◆ **What the exercise asks**
Count the lines of the data below that contain the string "brass", treating uppercase and lowercase letters as distinct, and give only that number.

◆ **Provided information**
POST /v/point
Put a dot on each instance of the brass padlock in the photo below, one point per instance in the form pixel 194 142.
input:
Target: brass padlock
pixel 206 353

==

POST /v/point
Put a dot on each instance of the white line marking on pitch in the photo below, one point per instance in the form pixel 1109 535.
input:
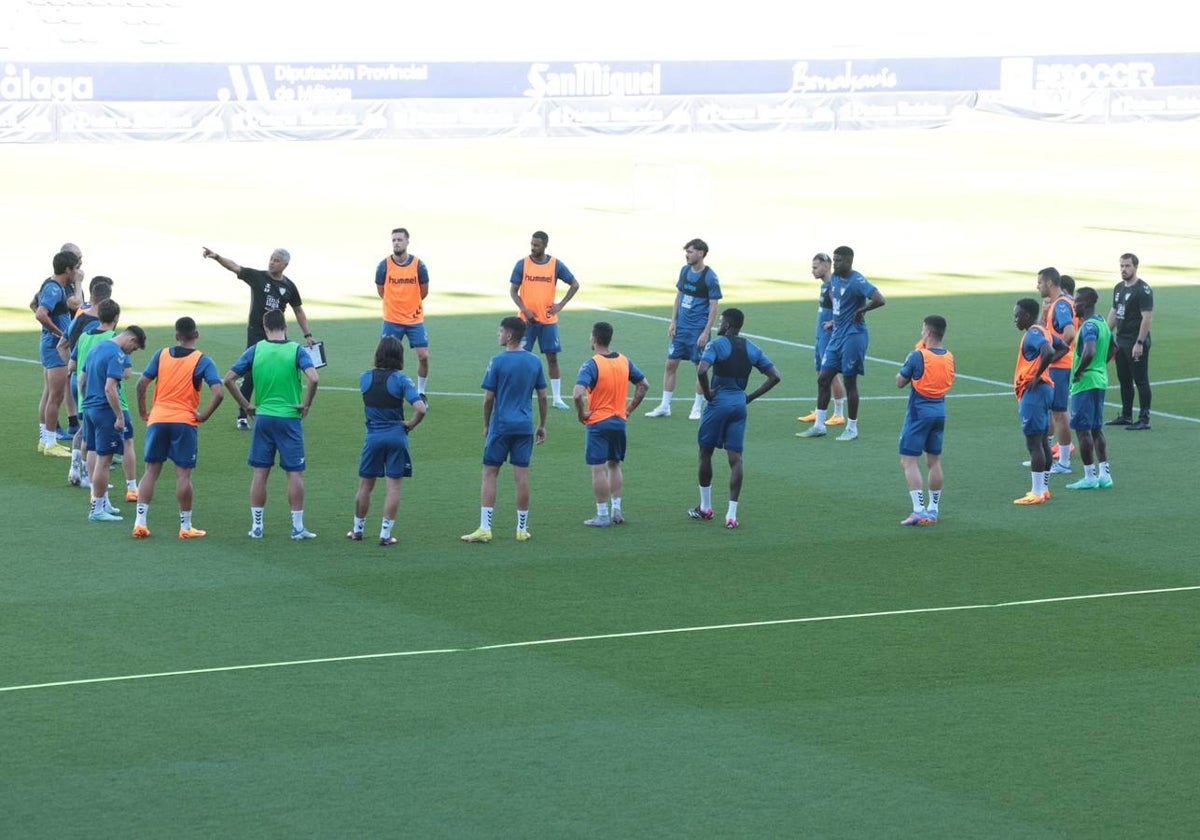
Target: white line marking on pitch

◆ **Solution**
2